■ Supplied information ■

=====

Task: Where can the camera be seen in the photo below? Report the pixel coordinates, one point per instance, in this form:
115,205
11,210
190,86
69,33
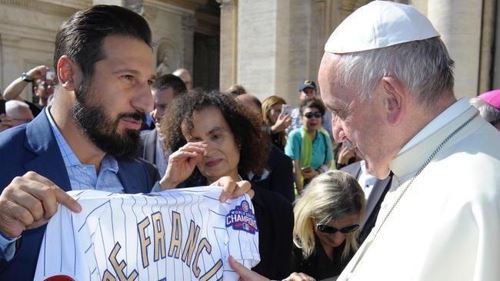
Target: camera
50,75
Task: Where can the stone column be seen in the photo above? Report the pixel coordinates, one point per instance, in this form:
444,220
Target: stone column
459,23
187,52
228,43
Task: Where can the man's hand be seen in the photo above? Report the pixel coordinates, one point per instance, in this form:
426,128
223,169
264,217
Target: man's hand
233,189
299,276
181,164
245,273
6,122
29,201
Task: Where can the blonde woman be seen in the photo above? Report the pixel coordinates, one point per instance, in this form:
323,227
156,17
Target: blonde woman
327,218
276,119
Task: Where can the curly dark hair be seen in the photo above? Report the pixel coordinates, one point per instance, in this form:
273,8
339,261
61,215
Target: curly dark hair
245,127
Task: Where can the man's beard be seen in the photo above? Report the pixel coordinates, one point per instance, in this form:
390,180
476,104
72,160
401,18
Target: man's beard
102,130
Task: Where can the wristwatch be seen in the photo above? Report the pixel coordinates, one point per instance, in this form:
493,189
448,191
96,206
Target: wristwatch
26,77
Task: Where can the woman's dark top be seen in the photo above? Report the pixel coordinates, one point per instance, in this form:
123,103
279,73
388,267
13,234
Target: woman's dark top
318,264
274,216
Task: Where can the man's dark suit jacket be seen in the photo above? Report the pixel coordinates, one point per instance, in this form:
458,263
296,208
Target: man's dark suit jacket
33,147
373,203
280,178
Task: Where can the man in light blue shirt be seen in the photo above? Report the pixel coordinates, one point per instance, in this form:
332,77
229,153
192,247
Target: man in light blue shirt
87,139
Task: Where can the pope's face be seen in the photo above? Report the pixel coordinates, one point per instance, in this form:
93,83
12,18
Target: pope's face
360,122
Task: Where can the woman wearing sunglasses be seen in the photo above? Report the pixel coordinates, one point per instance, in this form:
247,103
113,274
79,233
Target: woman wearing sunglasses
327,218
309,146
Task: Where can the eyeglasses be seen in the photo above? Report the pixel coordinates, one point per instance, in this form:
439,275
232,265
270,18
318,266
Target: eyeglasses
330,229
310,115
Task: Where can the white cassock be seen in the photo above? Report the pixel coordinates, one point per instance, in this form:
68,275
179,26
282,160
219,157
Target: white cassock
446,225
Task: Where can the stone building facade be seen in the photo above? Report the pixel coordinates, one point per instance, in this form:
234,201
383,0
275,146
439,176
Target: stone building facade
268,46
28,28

=====

■ Your instructions ■
Quote each line of the listing exactly, but leave the pictures out.

■ The result ■
Task: Where can the camera be seen in the photo below? Report the pixel coordinates, one point per instance, in this form:
115,205
11,210
190,86
69,33
Target: camera
50,75
Task: Where can the stone column be seen in the photo above? Report the pixel coordinates, one point per instance, in this form:
444,220
Target: stone column
459,23
187,52
228,43
Task: Where can the man's hand be seen in the photo above? Report the pixel coordinates, one point per instance, in this form:
426,128
223,169
264,217
Target: man's hand
233,189
299,276
181,164
245,273
6,122
29,201
Task: Where can the blonde woman be seen in the photo above? Report the pixel coordinates, one point per instance, in this form:
323,227
156,17
Target: blonde woman
327,218
276,119
Task: Where can the curly dark hair be seen in the photo above? Report the pixel coordinates, one point per instance, in this form:
273,8
339,261
61,215
Target: curly dark hair
245,127
Task: Where can the man's beard be seen in the photo above? Report the pixel coordinates, one point per instance, in this form:
390,180
476,104
72,160
401,18
Target: man's beard
102,130
Task: Where can the wristwatch be seen in the photo above? Report the pixel coordinates, one point per instance, in this form:
493,189
448,191
96,206
Target: wristwatch
26,77
Task: Where can the woman's dark top be seen in the photo above? Report the pixel coordinates, one point per instance, in this form:
123,103
279,73
388,267
13,234
Target: woman's dark top
318,264
274,216
Task: Where can the man's dark suit jacket be seen in the photo above? Report the pixel coordinates, one point per instance, in this form:
458,263
296,208
Target: man's dark suit jacket
33,147
373,203
280,178
Task: Where can the man in light blue shirt be seen in the photo above? Report the pixel coordinates, one point per instance, in this form:
332,77
229,153
192,247
Target: man in light blue shirt
87,139
Task: Where can the pope's face be seen in the photo above? Report the pixel coordinates, one point per instance, in this form:
93,83
12,18
Target: pope's face
360,122
Task: Where can the woman wearing sunglasses be seen in the photo above? Report the pixel coordinates, one point per instance, in this form:
247,103
113,274
79,233
Target: woman wearing sunglasses
327,218
309,146
Task: Where can the eyeglasses be seen in the photo above? Report the pixel coordinates, one point per instance, in this form:
439,275
232,265
270,18
318,266
Target: eyeglasses
330,229
310,115
Task: Where can the white cassock be seen in the photo above? Report the pixel coordinates, one point per instance, in this form:
68,275
179,26
282,160
219,157
Target: white cassock
446,225
Task: Where can the stone building facade be seen in the photo above? Report the pixel coordinates, one point per instance, in this form:
234,201
383,0
275,146
439,176
Target: stone building facade
268,46
28,28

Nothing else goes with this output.